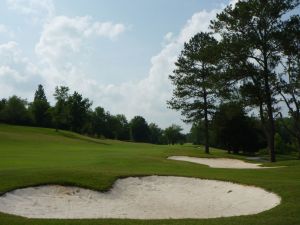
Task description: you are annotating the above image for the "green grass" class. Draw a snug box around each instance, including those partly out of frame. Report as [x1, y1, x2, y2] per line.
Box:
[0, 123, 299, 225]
━━━━━━
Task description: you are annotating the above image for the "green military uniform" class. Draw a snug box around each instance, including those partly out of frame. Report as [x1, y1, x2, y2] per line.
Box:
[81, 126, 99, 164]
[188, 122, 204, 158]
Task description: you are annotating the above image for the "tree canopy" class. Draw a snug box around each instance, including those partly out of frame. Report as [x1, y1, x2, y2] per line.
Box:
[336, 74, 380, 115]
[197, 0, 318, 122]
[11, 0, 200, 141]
━━━━━━
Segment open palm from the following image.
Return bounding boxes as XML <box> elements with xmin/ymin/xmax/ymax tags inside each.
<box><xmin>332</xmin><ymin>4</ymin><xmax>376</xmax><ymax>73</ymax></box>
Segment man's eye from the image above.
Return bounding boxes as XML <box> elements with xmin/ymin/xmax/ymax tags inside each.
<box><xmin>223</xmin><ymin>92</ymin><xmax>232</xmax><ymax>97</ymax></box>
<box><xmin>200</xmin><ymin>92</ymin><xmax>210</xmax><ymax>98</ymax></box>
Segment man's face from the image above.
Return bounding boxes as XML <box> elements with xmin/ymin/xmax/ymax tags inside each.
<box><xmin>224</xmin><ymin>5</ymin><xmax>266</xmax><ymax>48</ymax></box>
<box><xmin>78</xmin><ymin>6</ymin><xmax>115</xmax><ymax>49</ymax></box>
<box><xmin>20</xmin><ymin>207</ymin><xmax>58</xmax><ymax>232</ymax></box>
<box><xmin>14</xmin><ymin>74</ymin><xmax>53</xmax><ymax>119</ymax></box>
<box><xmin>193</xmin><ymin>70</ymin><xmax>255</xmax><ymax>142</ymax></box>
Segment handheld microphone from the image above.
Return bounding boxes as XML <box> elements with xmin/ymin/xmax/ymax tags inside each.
━━━━━━
Your objective:
List each line of the records that holds the string "Segment".

Answer box:
Segment open palm from the following image.
Segment man's eye from the image above.
Segment man's face from the image above.
Segment handheld microphone from the image above.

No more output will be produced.